____ DATA FOR REVIEW
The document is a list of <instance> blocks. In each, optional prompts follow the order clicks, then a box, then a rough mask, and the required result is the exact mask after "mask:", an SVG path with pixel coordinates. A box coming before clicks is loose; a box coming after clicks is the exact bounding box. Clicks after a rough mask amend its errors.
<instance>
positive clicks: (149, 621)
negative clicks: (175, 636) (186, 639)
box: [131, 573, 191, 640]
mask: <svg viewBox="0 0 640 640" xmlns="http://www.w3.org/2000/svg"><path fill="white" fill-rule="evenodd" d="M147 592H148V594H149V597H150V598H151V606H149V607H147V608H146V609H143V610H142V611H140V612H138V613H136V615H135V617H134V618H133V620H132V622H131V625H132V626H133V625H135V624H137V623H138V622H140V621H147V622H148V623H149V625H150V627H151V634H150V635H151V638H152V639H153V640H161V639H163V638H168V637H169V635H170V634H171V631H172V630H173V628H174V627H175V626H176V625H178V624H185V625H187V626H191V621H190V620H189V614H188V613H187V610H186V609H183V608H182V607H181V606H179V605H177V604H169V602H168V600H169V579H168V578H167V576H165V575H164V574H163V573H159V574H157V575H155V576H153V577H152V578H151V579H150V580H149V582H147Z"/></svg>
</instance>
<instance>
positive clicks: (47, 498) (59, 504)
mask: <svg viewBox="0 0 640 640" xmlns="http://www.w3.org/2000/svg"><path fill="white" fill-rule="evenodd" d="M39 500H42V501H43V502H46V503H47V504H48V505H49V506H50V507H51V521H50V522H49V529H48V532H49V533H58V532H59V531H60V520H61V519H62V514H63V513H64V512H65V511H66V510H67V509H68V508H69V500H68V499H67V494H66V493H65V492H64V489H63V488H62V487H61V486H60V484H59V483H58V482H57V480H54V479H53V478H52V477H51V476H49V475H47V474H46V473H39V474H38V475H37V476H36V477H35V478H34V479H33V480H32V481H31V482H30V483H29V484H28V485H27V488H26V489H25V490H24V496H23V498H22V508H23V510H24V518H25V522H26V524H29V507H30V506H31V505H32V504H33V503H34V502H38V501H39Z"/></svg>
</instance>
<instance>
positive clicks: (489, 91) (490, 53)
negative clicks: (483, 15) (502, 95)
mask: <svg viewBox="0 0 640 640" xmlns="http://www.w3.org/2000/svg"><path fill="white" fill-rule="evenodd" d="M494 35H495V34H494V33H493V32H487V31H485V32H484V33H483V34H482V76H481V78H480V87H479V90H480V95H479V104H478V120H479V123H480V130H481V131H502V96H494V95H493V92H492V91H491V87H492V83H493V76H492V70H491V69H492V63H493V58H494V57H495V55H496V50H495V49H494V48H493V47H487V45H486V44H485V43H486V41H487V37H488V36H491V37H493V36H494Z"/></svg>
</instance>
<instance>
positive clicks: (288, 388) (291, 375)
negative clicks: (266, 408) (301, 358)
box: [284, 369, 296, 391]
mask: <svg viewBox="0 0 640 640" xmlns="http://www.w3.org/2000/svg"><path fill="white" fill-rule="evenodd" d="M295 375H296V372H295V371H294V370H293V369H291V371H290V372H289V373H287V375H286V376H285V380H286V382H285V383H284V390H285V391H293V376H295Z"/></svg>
________
Rewrite the rows from the start of the rows through the line containing "box: [131, 573, 191, 640]", replacing "rough mask" with "coarse mask" and keeping everything else unchanged.

The document is a list of <instance> blocks. In each, optional prompts follow the order clicks, then a box, then a coarse mask, and the required result is the exact mask after "mask:", an SVG path with pixel coordinates. A box coming before clicks is loose; a box coming after clicks is the exact bounding box. Clicks after a coarse mask amend its errors.
<instance>
positive clicks: (149, 621)
negative clicks: (175, 636) (186, 639)
box: [131, 573, 191, 640]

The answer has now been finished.